▶ _Records shown_:
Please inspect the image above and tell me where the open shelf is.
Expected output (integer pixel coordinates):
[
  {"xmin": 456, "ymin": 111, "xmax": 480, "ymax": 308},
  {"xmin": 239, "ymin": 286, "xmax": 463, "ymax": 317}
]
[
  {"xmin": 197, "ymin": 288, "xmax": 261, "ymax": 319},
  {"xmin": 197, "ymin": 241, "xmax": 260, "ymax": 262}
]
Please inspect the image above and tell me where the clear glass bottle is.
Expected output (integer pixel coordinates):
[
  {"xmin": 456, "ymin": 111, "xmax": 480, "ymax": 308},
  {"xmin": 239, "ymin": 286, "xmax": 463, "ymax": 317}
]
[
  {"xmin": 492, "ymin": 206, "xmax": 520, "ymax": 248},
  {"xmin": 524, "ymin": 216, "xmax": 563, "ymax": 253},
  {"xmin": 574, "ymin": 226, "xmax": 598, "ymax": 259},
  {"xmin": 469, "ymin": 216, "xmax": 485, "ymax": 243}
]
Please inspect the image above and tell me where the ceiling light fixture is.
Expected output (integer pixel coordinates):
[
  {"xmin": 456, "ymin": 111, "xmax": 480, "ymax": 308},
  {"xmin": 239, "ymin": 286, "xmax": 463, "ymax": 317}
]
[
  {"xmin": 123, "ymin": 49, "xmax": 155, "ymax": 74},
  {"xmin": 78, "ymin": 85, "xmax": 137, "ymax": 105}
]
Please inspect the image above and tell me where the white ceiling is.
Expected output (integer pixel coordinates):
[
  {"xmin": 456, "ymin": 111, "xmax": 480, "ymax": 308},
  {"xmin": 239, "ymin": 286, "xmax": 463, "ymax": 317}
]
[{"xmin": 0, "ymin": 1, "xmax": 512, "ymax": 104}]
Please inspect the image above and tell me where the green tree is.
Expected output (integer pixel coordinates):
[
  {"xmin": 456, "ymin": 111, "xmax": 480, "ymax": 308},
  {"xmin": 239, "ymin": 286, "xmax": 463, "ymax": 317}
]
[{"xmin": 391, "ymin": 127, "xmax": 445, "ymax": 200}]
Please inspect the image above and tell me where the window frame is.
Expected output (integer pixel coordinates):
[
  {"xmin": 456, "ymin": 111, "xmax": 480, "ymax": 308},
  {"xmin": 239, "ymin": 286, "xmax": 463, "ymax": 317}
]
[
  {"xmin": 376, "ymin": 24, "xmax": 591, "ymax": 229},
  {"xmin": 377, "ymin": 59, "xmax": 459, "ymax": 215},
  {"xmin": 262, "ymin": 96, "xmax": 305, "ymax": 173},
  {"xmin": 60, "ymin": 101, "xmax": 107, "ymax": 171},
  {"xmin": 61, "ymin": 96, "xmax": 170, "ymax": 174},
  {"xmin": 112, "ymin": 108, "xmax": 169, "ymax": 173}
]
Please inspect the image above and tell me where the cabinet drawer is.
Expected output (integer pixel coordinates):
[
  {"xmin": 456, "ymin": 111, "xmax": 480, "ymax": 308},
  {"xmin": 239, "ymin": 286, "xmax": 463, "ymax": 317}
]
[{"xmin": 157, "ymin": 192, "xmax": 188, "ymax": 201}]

▶ _Task statement_: Please return all of the records exactly as they appear.

▶ _Response_:
Please inspect the image above and tell me where the open shelf is.
Expected output (integer pixel coordinates):
[
  {"xmin": 456, "ymin": 111, "xmax": 480, "ymax": 308},
  {"xmin": 239, "ymin": 286, "xmax": 463, "ymax": 317}
]
[
  {"xmin": 197, "ymin": 288, "xmax": 261, "ymax": 319},
  {"xmin": 197, "ymin": 241, "xmax": 260, "ymax": 262}
]
Please inspect the image above and tell me where the clear glass bottle is.
Expected output (integer pixel coordinates):
[
  {"xmin": 456, "ymin": 111, "xmax": 480, "ymax": 308},
  {"xmin": 239, "ymin": 286, "xmax": 463, "ymax": 317}
]
[
  {"xmin": 492, "ymin": 206, "xmax": 520, "ymax": 248},
  {"xmin": 524, "ymin": 216, "xmax": 563, "ymax": 253},
  {"xmin": 574, "ymin": 226, "xmax": 598, "ymax": 259},
  {"xmin": 469, "ymin": 216, "xmax": 485, "ymax": 243}
]
Please inspect the image above and tell me where the ceiling light fixture is.
Expected output (integer pixel coordinates):
[
  {"xmin": 456, "ymin": 111, "xmax": 480, "ymax": 308},
  {"xmin": 239, "ymin": 286, "xmax": 463, "ymax": 317}
]
[
  {"xmin": 123, "ymin": 49, "xmax": 155, "ymax": 74},
  {"xmin": 78, "ymin": 85, "xmax": 137, "ymax": 105}
]
Please inspect the image above and tell me where the white ceiling is.
Expected output (integer pixel coordinates):
[
  {"xmin": 456, "ymin": 111, "xmax": 480, "ymax": 308},
  {"xmin": 239, "ymin": 286, "xmax": 463, "ymax": 317}
]
[{"xmin": 0, "ymin": 1, "xmax": 512, "ymax": 104}]
Please inspect the image above and tell me where the green tree is.
Expected output (integer pixel coordinates):
[
  {"xmin": 456, "ymin": 111, "xmax": 480, "ymax": 308},
  {"xmin": 239, "ymin": 286, "xmax": 463, "ymax": 317}
]
[{"xmin": 391, "ymin": 127, "xmax": 445, "ymax": 200}]
Please inspect the image above and tell me where the window frame is.
Expected output (integer pixel coordinates):
[
  {"xmin": 456, "ymin": 111, "xmax": 480, "ymax": 308},
  {"xmin": 239, "ymin": 286, "xmax": 463, "ymax": 317}
]
[
  {"xmin": 376, "ymin": 24, "xmax": 591, "ymax": 229},
  {"xmin": 377, "ymin": 59, "xmax": 459, "ymax": 215},
  {"xmin": 262, "ymin": 96, "xmax": 305, "ymax": 173},
  {"xmin": 60, "ymin": 101, "xmax": 107, "ymax": 171},
  {"xmin": 61, "ymin": 96, "xmax": 170, "ymax": 174},
  {"xmin": 112, "ymin": 108, "xmax": 169, "ymax": 173}
]
Please inspect the image above and tell me where the cabinet drawer is.
Expected output (integer pixel coordinates):
[
  {"xmin": 456, "ymin": 111, "xmax": 480, "ymax": 308},
  {"xmin": 239, "ymin": 286, "xmax": 463, "ymax": 317}
]
[{"xmin": 157, "ymin": 192, "xmax": 188, "ymax": 201}]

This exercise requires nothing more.